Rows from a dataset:
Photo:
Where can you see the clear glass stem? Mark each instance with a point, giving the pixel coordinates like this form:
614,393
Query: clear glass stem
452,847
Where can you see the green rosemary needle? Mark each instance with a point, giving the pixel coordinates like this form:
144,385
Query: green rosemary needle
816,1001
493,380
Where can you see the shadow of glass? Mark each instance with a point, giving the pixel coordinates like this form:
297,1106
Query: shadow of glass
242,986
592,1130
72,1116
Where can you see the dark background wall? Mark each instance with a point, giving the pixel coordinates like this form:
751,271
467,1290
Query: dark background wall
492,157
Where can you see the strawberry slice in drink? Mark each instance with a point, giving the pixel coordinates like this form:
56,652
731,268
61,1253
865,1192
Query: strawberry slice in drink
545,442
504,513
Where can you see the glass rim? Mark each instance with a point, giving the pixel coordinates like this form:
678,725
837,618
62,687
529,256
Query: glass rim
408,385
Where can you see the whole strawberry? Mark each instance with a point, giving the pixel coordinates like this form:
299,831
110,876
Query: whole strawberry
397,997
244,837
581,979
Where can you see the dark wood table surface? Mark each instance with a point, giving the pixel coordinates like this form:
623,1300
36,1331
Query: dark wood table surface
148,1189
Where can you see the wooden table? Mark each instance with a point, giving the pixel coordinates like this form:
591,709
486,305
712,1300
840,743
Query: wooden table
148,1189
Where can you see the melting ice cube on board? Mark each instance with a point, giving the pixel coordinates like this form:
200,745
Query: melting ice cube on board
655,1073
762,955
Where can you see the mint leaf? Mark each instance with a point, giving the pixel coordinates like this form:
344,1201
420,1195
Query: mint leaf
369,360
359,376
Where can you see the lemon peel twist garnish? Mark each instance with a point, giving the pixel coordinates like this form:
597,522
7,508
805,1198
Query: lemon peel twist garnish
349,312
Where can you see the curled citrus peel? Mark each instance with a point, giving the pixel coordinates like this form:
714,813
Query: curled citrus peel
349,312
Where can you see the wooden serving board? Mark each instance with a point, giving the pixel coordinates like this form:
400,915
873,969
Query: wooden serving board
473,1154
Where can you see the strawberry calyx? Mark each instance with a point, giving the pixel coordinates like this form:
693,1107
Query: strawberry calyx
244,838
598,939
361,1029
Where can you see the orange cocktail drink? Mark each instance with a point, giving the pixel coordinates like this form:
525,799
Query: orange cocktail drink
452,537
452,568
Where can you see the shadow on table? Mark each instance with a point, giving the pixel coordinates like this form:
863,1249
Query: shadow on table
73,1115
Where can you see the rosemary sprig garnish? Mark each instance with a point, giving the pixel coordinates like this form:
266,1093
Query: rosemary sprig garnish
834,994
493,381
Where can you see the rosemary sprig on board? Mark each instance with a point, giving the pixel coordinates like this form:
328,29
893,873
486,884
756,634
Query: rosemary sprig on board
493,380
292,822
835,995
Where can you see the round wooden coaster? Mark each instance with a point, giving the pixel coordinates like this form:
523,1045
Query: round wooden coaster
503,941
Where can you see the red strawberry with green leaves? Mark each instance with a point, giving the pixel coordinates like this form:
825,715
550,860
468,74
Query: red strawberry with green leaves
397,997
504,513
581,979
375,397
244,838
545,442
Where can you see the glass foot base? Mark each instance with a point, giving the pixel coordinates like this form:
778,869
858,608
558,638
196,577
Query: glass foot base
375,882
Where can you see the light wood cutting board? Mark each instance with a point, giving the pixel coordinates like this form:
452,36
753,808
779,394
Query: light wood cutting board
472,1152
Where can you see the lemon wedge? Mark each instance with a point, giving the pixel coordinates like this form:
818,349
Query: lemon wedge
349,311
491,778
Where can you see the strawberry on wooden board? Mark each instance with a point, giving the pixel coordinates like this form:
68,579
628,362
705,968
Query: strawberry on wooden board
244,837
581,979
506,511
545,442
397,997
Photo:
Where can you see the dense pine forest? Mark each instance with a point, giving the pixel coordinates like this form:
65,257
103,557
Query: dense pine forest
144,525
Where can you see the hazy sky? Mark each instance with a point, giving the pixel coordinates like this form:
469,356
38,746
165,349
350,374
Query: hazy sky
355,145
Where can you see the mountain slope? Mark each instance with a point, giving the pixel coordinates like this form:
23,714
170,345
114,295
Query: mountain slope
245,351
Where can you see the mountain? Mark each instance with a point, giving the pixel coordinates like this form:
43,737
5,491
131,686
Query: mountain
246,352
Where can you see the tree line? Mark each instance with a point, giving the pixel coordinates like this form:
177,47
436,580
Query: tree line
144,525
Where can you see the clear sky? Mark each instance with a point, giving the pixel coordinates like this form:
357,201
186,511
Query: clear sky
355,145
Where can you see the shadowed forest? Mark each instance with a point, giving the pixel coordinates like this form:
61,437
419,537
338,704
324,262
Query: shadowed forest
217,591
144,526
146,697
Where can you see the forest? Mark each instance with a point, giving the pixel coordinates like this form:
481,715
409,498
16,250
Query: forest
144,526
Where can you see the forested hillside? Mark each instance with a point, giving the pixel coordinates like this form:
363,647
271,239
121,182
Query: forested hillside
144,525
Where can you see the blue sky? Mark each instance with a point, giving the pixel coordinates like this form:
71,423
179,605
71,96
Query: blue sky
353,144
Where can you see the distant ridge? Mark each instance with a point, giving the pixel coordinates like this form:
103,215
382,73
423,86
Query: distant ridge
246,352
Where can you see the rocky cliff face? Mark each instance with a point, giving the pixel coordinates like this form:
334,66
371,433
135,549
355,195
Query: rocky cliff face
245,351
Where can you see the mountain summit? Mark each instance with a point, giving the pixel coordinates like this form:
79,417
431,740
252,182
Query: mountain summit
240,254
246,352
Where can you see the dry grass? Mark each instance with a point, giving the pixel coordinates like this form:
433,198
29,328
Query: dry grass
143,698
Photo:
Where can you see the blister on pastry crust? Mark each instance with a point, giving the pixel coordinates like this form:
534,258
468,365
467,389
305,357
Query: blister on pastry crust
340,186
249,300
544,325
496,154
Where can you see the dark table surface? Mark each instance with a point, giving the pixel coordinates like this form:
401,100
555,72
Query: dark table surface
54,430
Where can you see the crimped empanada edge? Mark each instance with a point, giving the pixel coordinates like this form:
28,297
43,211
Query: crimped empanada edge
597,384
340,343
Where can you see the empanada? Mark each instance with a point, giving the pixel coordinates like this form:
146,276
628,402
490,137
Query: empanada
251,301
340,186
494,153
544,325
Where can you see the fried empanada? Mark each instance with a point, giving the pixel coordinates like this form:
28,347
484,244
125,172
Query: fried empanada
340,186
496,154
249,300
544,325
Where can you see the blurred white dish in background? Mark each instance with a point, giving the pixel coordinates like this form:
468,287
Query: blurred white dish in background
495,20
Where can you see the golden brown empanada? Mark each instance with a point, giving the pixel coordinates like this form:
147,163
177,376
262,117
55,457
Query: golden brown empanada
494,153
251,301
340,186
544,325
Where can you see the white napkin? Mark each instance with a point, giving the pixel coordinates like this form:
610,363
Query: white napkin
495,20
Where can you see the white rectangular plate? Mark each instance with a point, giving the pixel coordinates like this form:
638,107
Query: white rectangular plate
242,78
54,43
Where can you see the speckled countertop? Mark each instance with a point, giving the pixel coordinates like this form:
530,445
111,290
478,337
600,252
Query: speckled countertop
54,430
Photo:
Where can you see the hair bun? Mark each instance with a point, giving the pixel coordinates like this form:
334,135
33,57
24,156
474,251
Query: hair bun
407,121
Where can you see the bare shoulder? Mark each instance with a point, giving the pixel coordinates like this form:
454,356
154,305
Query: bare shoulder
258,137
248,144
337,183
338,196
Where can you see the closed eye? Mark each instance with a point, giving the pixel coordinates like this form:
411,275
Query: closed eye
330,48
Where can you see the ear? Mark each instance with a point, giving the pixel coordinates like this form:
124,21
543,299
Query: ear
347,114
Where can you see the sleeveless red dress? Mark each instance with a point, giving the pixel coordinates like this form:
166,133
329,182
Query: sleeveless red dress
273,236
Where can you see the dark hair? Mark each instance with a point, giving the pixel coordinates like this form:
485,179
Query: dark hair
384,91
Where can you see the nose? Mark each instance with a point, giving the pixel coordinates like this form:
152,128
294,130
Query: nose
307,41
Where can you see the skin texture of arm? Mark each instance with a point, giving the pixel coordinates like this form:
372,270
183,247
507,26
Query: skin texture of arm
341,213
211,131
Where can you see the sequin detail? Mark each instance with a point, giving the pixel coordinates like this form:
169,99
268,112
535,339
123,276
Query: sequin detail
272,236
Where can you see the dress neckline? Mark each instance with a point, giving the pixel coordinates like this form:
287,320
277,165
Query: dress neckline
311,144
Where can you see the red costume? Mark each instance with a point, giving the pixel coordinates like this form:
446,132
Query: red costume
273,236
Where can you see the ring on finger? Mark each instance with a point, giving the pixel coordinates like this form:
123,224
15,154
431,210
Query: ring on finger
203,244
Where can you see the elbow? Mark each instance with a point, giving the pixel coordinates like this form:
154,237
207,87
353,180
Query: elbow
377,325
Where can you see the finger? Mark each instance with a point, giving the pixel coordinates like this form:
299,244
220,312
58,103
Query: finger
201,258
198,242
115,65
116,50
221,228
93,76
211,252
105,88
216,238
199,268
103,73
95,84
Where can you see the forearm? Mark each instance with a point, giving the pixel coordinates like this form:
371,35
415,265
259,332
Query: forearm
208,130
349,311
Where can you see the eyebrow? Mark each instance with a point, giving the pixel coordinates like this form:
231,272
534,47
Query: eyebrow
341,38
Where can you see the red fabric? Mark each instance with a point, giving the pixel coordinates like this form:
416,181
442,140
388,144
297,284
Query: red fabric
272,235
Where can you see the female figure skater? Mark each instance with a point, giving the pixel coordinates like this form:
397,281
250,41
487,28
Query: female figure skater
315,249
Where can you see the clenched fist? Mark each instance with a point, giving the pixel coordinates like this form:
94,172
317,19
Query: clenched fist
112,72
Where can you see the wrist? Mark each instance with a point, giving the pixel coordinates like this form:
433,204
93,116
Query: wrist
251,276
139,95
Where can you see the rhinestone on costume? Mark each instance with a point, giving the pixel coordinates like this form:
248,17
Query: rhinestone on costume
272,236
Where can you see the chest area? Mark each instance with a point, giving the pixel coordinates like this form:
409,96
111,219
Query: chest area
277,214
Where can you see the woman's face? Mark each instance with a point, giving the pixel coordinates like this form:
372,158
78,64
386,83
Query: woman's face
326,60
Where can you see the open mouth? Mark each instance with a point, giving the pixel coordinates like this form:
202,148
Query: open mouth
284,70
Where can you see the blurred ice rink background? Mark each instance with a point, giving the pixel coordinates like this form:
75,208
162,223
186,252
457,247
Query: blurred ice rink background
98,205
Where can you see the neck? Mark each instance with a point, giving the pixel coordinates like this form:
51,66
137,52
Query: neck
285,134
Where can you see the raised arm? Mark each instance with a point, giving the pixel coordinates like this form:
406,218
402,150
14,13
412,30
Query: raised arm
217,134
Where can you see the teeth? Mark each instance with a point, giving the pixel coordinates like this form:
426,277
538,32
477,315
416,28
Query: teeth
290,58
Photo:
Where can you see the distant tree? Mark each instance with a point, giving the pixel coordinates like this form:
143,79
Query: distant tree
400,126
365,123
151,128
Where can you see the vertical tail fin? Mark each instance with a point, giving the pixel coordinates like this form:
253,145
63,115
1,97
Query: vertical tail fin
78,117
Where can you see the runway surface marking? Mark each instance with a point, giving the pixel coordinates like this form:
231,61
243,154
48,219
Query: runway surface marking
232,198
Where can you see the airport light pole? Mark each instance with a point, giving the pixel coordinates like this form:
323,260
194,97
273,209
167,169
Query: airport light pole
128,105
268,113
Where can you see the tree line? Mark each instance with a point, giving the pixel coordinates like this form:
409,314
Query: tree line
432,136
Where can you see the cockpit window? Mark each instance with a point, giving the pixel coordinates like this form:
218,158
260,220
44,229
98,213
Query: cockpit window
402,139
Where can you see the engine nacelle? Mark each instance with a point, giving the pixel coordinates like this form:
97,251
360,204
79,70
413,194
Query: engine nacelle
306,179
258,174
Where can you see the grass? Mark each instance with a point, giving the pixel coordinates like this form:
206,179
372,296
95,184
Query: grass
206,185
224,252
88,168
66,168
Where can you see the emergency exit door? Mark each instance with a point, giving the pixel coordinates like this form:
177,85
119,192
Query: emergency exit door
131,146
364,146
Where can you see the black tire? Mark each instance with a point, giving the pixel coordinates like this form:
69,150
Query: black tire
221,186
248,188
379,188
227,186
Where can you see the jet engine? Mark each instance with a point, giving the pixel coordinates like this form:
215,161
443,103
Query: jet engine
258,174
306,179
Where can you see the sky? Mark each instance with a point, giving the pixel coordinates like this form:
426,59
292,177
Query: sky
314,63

TASK INSTRUCTIONS:
Repeat word for word each line from the one with "Where can you see the vertical" to the end of the records above, inclusive.

ANSWER TO THIS PROBLEM:
Where can you see the vertical tail fin? Mark each instance with a point, giving the pixel coordinates like this form:
253,145
63,115
1,97
Query: vertical tail fin
78,117
Where can you see the runway surface marking? Mark each instance with a point, giving the pixel coordinates like this form:
231,61
243,154
48,219
Query: runway surface marking
232,198
Where can you see the airport light pole? Mark each instance with a point, giving the pixel coordinates like this form:
323,260
194,97
273,209
167,169
Query: airport light pole
128,105
268,113
Where can you see the tree line? Mark each instance with a point, giving the pixel coordinates like this form:
409,314
Query: tree line
432,136
Where can you see the cockpit window? Mark each instance with a point, giving the pixel coordinates like this form:
218,158
260,220
44,229
98,213
Query: cockpit window
402,139
Where can you see the engine nacelle? Mark each instance with a point, giving the pixel coordinates like this form:
97,251
360,204
79,70
413,194
Query: engine nacelle
306,179
258,174
Where can you see the grass? Mark each instance with a point, giving the pixel coordinates like this form:
206,179
372,296
95,184
Query: grass
206,185
224,252
88,168
66,168
Where can you see the emergency exit door? Mark each instance with a point, giving the pixel coordinates like this form:
177,85
119,192
Query: emergency exit door
131,146
364,146
Where can you see the black tire? Mark each instance with a point, giving the pixel coordinates like this form:
69,150
Query: black tire
221,186
248,188
379,188
227,186
Where can you see the jet engine? Mark each instance with a point, giving the pixel coordinates like this form:
215,161
443,103
Query: jet engine
258,174
306,179
Where can you see the sky? Mark each instance with a point, giving the pixel coordinates like this form:
426,59
292,177
Query: sky
314,63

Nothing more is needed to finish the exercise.